§ What is being asked: Could you return the whole listing, character for character?

'''

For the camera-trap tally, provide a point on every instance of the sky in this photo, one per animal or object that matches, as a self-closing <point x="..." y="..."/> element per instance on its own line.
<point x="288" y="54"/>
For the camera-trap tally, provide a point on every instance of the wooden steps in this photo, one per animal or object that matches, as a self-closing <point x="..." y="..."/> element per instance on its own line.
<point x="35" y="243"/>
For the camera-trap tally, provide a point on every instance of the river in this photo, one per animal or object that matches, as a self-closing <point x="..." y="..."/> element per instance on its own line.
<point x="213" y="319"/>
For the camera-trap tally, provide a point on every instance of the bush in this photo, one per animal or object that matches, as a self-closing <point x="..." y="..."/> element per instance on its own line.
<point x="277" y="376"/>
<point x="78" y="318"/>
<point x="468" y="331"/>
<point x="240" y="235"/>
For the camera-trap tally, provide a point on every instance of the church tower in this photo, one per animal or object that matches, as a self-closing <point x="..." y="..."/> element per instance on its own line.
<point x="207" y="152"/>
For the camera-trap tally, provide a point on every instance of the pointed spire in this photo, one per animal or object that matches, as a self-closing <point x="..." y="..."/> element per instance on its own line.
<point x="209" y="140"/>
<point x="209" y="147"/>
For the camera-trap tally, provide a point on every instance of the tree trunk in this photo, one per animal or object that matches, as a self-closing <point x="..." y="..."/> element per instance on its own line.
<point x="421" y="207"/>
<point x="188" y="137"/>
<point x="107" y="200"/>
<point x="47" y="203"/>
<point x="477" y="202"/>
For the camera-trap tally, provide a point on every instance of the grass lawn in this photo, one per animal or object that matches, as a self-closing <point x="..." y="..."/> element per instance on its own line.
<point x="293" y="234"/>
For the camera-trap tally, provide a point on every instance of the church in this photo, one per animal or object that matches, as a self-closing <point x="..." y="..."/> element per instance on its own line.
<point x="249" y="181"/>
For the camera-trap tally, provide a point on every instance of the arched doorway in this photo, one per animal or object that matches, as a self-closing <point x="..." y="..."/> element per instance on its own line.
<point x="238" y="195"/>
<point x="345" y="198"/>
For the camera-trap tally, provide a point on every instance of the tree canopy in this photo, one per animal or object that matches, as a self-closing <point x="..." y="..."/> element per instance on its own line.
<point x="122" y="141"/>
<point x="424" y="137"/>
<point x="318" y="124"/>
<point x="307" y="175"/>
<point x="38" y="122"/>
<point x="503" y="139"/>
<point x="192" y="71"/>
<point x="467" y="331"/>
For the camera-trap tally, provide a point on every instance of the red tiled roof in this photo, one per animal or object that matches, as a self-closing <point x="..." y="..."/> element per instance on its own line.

'''

§ Written answer:
For the camera-trap tally, provide a point on every instance of the sky in this photo, one per animal or object that matches, as a self-closing <point x="..." y="..."/> element per instance on its own line.
<point x="288" y="54"/>
For the camera-trap tally, provide a point on every instance of the wooden steps in this photo, one per animal or object that matches, as a self-closing <point x="..." y="..."/> element per instance on its own line.
<point x="35" y="243"/>
For the camera-trap tally, provide a point on every instance of the river in this photo, one per animal or object that matches, as a self-closing <point x="..." y="..."/> element per instance on its own line.
<point x="213" y="319"/>
For the camera-trap tally, provide a point on every instance of the bush in this photo, one per animal or object that matches, as a self-closing <point x="..." y="..."/> element per instance on its own line.
<point x="277" y="376"/>
<point x="78" y="318"/>
<point x="468" y="331"/>
<point x="240" y="235"/>
For the camera-trap tally, provide a point on every instance of the church tower in this photo, one per animal or object that matches, as a self-closing <point x="..." y="..."/> element per instance on its own line.
<point x="207" y="152"/>
For the camera-trap tally, provide a point on every instance of the pointed spire in this photo, one per animal or object that matches, as a self-closing <point x="..." y="..."/> element per instance on its own line.
<point x="209" y="140"/>
<point x="209" y="147"/>
For the camera-trap tally, provide a point on every instance of the tree trunk in this photo, one per animal or object that matches, as a self-closing <point x="..." y="..."/> element per instance on its own line.
<point x="421" y="207"/>
<point x="188" y="137"/>
<point x="107" y="200"/>
<point x="47" y="203"/>
<point x="477" y="202"/>
For the camera-trap tally, provide a point on every instance of the grass lawn in this photo, one per animal or object that matches, as a self-closing <point x="..." y="..."/> element per instance on its own line.
<point x="293" y="234"/>
For the camera-trap tally, provide a point on every instance of the church in this photo, one per animal or object that matches, as a self-closing <point x="..." y="..."/> element per instance on its own line.
<point x="249" y="181"/>
For the camera-trap tally, provide a point on every instance of the arched doorway in this photo, one per animal or object that matches, as a self-closing <point x="..." y="..."/> element per instance on its own line.
<point x="238" y="195"/>
<point x="345" y="198"/>
For the camera-trap tally, provide a point on every instance of the tree canopy in this photo, one per animal or object that matches, as a self-closing <point x="..." y="..."/> element per instance on its own line.
<point x="122" y="141"/>
<point x="424" y="137"/>
<point x="318" y="124"/>
<point x="307" y="175"/>
<point x="38" y="122"/>
<point x="503" y="139"/>
<point x="192" y="71"/>
<point x="467" y="331"/>
For the camera-trap tally, provide a point on every instance of the red tiled roof in this photo, one per animal or object that matches, as a self-closing <point x="..." y="..."/> element per instance on its own line.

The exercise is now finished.